WHAT IS NEEDED: Pick out and copy every line of the records below that contains the word "building", treating uppercase and lowercase as different.

DATA EXCERPTS:
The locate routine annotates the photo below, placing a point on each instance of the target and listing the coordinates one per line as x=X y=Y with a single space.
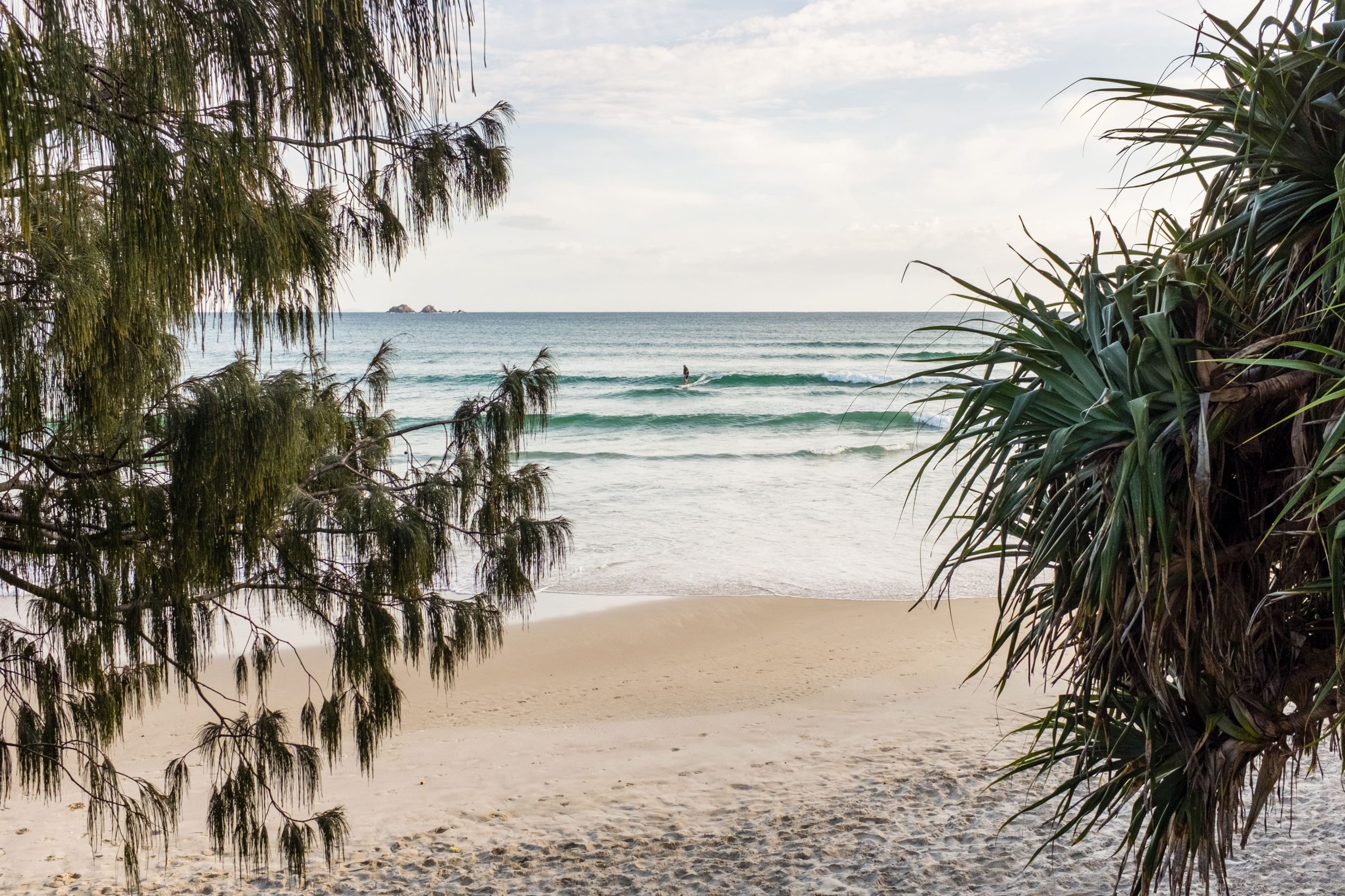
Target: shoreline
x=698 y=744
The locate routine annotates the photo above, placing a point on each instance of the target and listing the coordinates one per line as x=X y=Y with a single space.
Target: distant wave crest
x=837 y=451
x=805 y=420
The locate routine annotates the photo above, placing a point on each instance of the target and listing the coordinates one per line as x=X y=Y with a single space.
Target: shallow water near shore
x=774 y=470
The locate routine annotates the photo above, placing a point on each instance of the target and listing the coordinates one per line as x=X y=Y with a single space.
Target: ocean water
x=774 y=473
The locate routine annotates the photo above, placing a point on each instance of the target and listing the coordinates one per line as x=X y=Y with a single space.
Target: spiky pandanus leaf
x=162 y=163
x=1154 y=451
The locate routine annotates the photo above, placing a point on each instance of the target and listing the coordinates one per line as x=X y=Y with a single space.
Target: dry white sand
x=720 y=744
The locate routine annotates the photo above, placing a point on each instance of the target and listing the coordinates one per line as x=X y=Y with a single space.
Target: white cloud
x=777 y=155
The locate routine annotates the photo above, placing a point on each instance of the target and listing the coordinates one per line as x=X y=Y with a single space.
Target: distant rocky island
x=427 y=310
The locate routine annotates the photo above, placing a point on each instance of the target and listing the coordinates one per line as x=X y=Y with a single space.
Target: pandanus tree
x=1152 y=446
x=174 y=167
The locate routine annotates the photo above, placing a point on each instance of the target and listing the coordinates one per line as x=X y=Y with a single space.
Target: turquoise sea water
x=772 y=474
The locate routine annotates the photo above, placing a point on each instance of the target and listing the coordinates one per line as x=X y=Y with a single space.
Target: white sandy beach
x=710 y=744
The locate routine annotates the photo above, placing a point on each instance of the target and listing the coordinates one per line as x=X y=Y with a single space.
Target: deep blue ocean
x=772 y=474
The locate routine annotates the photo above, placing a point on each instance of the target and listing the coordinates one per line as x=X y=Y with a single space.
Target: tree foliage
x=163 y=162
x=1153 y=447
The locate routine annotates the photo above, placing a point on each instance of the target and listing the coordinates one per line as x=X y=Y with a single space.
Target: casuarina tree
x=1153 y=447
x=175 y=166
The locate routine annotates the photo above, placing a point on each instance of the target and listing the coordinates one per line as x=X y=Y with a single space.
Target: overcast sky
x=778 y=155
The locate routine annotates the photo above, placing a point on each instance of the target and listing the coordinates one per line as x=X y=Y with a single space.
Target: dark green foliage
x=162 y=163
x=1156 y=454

* * *

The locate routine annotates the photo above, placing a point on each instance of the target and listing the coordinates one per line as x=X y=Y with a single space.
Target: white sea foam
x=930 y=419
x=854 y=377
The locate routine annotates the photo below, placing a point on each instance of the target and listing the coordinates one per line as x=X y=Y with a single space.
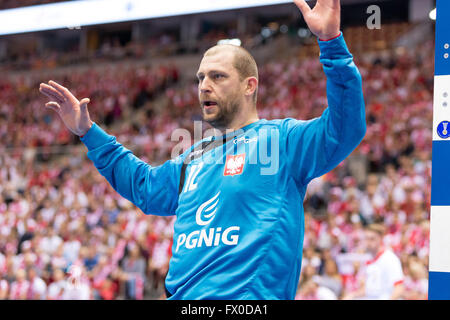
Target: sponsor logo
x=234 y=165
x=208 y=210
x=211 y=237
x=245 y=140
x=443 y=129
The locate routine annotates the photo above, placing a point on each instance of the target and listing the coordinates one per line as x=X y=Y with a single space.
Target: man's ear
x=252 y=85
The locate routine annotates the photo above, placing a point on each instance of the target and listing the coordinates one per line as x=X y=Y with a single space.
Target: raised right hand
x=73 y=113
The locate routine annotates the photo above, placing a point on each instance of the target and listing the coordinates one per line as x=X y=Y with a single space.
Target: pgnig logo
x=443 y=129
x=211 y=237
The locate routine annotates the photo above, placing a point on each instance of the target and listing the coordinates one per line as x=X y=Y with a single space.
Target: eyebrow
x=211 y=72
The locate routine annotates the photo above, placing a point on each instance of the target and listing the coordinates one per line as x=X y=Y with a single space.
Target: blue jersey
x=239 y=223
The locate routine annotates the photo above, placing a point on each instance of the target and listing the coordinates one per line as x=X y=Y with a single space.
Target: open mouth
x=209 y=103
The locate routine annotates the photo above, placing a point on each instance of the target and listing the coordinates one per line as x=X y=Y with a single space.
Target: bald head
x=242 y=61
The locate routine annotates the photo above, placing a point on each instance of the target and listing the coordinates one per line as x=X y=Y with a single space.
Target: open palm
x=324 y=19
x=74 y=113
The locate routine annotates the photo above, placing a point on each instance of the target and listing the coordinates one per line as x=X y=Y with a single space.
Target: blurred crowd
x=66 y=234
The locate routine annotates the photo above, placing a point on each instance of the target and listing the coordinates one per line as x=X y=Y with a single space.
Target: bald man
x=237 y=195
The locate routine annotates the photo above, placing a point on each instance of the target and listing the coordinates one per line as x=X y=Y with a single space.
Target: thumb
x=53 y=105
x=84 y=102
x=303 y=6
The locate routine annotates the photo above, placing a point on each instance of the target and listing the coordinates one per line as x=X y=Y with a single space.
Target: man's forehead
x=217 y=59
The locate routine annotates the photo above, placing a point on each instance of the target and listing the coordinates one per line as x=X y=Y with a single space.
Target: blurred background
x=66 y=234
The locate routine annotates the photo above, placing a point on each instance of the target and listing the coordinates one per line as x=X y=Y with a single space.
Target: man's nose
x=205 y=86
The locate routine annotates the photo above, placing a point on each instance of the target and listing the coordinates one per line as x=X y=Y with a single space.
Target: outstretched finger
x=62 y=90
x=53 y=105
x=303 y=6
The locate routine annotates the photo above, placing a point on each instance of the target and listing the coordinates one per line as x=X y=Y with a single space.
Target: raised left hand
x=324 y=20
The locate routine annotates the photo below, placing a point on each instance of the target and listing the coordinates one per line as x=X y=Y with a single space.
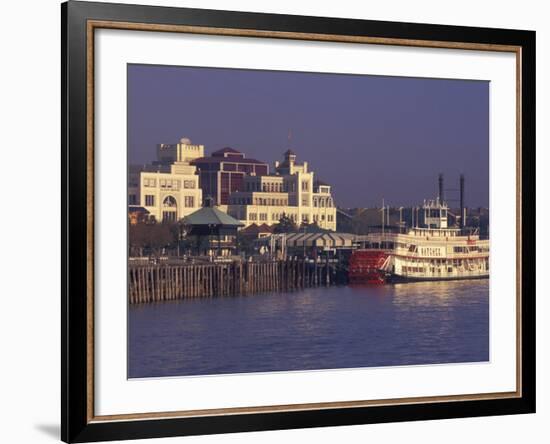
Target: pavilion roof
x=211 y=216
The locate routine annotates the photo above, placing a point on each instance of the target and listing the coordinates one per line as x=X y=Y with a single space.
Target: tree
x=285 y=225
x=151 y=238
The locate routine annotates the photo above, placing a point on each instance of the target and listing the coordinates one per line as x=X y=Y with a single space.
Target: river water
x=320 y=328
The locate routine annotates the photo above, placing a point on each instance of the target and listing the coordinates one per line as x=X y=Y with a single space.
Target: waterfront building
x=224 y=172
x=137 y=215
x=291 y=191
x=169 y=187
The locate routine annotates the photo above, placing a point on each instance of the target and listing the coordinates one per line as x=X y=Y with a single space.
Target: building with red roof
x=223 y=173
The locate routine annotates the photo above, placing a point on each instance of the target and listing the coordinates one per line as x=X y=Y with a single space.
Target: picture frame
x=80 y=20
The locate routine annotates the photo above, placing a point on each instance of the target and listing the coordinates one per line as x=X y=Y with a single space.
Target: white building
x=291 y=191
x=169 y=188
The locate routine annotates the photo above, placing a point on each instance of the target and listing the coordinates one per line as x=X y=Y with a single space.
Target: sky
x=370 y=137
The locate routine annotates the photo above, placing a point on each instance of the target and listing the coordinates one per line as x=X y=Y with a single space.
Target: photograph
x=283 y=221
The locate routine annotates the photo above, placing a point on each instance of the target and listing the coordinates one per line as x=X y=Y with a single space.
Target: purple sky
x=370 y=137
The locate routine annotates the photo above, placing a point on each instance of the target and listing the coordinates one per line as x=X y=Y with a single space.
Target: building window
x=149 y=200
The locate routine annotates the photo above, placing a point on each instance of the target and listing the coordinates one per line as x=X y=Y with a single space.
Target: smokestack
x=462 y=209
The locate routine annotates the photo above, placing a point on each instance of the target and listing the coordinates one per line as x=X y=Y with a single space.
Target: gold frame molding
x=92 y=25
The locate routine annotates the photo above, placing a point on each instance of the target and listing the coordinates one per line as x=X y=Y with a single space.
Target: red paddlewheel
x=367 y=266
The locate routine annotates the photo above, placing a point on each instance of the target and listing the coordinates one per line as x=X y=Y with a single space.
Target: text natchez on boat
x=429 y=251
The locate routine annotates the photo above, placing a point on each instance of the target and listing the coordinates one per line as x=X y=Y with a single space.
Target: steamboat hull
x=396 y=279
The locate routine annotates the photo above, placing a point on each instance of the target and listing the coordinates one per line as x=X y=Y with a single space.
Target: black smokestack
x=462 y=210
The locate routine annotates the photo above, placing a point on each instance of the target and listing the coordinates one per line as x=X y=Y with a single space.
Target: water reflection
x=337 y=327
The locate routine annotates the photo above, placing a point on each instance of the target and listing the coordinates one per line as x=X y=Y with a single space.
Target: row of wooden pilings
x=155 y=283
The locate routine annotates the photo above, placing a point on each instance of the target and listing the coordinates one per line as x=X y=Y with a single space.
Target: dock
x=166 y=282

SOLUTION FOR THIS EXERCISE:
Target: waterfront building
Target: building with red roof
Target: white building
Target: building window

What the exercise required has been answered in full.